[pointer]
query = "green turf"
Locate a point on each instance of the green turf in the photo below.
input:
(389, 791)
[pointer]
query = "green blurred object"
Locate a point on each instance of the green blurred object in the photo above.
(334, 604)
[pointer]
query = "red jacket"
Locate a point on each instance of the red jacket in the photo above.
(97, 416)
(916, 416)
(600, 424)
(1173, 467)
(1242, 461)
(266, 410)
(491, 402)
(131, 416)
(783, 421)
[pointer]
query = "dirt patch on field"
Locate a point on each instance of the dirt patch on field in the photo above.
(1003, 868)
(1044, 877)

= = = = = = =

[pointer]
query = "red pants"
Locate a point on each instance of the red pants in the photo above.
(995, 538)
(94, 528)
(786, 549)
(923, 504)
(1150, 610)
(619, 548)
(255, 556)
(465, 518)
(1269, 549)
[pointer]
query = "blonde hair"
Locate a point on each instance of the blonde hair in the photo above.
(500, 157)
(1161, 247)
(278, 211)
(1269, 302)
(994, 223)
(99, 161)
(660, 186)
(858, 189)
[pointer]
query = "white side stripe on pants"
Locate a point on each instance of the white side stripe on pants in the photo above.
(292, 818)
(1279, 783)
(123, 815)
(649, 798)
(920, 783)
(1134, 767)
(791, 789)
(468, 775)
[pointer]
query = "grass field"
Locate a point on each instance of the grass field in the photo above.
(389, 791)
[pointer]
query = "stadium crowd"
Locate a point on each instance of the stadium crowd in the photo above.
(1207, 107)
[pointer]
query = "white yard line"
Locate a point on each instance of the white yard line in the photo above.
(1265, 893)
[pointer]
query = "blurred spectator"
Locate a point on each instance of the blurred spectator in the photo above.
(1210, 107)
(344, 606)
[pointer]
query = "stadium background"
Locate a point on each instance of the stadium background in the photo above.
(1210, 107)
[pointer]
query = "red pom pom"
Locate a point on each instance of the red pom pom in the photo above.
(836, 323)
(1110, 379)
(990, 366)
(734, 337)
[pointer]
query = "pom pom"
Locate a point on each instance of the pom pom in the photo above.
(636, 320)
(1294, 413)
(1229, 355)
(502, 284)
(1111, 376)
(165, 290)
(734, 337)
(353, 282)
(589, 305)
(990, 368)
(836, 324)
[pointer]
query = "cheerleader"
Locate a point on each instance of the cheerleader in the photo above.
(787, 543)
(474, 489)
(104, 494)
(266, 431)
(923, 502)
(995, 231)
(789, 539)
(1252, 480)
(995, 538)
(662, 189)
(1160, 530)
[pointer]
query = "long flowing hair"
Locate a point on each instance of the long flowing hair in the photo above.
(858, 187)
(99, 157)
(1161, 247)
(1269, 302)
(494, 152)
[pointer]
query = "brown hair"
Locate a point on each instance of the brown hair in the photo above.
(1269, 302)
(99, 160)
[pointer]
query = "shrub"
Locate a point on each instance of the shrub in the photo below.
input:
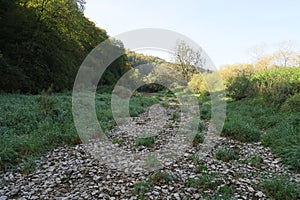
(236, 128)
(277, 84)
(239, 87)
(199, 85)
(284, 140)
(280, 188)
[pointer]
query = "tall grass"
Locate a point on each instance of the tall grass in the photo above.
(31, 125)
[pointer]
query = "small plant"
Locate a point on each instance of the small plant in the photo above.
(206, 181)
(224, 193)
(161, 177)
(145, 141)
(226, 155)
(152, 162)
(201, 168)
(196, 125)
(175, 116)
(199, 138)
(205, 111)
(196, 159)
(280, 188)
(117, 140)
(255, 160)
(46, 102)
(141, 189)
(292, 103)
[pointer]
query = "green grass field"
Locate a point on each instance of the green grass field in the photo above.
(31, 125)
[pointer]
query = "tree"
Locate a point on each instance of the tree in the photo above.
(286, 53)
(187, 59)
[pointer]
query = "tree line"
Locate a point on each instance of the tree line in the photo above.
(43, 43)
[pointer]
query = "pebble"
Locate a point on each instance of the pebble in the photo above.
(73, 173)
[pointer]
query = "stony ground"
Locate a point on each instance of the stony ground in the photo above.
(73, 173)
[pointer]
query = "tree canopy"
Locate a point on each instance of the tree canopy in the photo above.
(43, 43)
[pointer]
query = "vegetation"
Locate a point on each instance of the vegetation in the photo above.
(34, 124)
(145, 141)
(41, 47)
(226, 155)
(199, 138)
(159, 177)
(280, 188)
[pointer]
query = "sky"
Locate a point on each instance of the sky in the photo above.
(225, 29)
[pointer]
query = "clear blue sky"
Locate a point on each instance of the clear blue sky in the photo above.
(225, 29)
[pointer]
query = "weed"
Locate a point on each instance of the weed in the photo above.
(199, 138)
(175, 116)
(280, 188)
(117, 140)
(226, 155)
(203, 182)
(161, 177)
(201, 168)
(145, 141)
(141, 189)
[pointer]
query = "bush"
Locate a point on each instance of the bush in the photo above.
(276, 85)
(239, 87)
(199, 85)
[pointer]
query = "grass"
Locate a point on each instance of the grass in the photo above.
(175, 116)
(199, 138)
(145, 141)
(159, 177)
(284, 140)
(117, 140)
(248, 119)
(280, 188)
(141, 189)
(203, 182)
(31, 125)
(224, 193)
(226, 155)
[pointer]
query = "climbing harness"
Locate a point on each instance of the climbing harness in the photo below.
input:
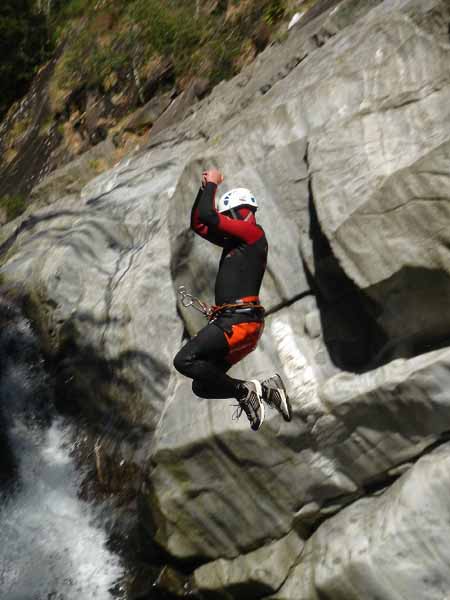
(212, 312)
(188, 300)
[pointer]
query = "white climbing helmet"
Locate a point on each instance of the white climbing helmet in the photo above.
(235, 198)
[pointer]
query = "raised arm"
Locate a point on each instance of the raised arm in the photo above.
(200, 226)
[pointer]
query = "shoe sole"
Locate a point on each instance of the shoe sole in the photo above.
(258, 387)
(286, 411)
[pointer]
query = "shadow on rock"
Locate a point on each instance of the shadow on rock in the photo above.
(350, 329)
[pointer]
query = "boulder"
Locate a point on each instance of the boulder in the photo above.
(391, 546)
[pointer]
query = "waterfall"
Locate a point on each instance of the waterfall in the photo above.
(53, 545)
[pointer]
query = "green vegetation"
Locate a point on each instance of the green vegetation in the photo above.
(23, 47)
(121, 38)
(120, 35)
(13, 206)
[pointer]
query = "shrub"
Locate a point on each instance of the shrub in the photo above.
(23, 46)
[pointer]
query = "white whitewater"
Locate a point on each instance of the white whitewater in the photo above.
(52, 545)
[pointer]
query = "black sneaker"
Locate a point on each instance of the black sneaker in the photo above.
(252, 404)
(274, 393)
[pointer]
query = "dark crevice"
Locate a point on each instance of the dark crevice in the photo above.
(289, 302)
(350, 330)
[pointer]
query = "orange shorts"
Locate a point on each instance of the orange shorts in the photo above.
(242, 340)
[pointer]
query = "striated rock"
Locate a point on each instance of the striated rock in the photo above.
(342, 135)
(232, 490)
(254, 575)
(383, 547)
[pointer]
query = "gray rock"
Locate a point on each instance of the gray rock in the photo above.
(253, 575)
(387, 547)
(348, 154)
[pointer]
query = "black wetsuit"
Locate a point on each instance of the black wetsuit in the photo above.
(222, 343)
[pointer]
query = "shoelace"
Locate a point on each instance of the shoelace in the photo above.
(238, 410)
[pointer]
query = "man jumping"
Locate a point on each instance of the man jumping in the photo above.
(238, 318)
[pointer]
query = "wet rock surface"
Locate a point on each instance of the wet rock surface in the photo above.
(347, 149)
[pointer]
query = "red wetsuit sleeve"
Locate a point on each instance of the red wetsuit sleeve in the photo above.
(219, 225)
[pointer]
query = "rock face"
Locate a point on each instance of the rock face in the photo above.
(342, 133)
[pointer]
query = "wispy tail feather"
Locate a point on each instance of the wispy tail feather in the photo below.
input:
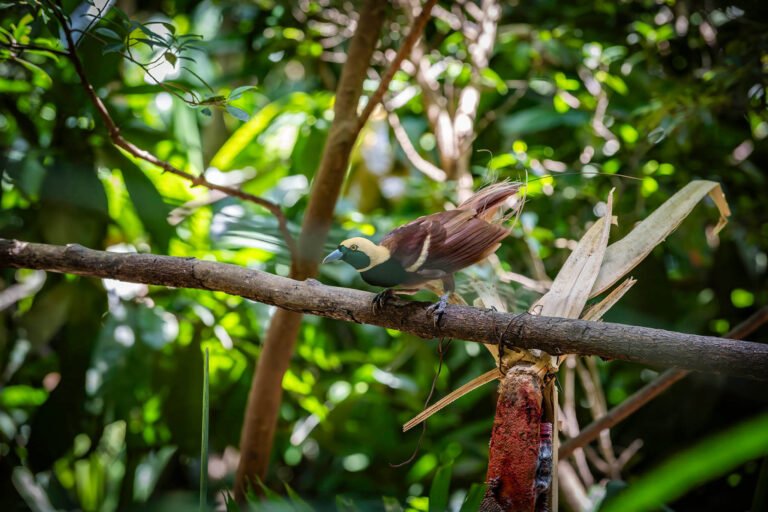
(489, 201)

= = = = = = =

_Assignment:_ Show each line of the records above containing "turf".

_Output below:_
query = "green turf"
Locate a point on each instance of the green turf in the photo below.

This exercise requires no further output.